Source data
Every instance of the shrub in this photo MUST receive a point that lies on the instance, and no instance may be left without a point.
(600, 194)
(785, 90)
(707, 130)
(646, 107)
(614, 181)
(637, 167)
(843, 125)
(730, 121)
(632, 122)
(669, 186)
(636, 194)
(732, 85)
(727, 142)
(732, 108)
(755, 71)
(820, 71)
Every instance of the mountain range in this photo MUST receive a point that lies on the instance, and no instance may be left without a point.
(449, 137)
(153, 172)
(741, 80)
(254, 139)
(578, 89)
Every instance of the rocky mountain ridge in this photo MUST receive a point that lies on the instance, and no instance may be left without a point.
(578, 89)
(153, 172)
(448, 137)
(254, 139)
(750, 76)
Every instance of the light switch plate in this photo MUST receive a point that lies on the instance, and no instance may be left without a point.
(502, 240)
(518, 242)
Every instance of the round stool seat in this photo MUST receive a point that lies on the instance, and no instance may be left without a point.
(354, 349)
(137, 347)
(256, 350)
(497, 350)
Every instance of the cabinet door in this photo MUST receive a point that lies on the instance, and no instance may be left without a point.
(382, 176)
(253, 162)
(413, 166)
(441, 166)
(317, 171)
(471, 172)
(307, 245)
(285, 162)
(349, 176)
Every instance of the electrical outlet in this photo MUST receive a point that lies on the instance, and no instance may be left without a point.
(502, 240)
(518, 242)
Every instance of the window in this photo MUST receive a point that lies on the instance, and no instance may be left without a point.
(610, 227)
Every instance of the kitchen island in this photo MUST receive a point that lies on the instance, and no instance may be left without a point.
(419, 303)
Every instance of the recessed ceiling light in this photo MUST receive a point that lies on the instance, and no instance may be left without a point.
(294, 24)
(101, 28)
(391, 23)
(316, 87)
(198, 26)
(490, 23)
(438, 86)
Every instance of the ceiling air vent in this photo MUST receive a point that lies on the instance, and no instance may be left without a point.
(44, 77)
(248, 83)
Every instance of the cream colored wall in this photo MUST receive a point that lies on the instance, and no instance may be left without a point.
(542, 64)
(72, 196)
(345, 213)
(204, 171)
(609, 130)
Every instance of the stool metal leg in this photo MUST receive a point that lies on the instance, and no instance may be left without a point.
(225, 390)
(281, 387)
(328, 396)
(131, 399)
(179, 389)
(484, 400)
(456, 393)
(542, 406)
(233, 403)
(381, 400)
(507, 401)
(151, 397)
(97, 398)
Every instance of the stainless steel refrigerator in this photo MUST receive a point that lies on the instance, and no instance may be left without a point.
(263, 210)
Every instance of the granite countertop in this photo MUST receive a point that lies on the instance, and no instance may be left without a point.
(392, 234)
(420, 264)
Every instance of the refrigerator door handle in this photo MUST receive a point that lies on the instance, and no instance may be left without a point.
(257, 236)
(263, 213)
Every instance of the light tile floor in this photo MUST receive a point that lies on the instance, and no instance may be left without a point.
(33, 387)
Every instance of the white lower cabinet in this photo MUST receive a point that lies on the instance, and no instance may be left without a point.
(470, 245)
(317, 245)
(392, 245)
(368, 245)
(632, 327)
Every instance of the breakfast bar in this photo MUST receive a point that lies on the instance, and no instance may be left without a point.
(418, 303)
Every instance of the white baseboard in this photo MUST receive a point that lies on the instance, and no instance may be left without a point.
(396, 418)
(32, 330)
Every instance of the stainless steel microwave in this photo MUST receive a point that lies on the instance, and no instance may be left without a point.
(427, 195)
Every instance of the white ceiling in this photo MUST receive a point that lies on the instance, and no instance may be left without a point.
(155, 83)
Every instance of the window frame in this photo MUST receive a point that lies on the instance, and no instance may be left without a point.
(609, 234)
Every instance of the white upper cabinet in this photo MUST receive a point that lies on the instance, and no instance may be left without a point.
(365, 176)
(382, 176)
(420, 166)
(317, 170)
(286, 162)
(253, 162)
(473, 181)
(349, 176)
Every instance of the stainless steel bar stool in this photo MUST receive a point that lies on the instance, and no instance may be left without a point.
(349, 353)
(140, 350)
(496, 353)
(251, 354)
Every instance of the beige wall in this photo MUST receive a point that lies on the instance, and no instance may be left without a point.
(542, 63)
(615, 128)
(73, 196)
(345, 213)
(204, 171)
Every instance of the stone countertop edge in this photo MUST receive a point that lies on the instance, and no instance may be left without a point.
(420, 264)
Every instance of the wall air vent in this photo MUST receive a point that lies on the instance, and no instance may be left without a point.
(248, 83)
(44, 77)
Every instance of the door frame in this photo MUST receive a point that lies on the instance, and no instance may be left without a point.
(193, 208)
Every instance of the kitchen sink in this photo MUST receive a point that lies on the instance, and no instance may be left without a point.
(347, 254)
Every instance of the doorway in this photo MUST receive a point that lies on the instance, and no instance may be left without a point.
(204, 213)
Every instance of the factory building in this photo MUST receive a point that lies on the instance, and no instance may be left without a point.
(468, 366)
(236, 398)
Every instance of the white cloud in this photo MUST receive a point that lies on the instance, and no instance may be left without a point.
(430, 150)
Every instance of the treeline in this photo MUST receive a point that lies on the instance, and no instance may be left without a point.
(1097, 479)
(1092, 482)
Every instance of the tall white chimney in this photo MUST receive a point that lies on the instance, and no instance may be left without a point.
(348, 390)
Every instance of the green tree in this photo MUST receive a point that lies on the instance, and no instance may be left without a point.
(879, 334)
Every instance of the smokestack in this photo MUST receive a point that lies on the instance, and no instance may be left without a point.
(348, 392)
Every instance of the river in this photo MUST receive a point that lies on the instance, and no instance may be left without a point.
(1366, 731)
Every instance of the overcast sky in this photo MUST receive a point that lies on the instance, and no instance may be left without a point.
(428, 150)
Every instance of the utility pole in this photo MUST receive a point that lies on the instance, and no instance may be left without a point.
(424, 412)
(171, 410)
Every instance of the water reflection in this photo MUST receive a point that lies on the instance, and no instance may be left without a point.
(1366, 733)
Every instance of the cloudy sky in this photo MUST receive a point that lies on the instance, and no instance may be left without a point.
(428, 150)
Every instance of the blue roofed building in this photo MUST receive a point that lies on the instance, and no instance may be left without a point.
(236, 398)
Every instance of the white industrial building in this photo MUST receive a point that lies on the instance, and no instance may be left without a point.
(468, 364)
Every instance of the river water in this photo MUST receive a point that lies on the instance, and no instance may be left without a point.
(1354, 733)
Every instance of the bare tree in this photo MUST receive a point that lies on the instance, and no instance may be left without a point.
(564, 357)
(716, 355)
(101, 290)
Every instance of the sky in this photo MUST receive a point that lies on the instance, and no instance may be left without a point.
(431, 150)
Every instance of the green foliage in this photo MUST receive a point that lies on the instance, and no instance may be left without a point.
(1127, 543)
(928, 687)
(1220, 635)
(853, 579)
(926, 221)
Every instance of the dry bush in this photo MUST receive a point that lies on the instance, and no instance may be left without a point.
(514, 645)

• [Job] Reproduce, word for word, the lines of the records from the line containing "Every instance of the white cloud" through the line containing "(1092, 482)", including both of those lines.

• [The solution]
Every instance of the white cloud in this photo MUST receive a point that lies on the instance, and no instance may be left without a point.
(430, 150)
Every instance of the treeline in this photo MUST receive a point that lies on the instance, and no instance may be left without a point.
(1097, 479)
(1092, 482)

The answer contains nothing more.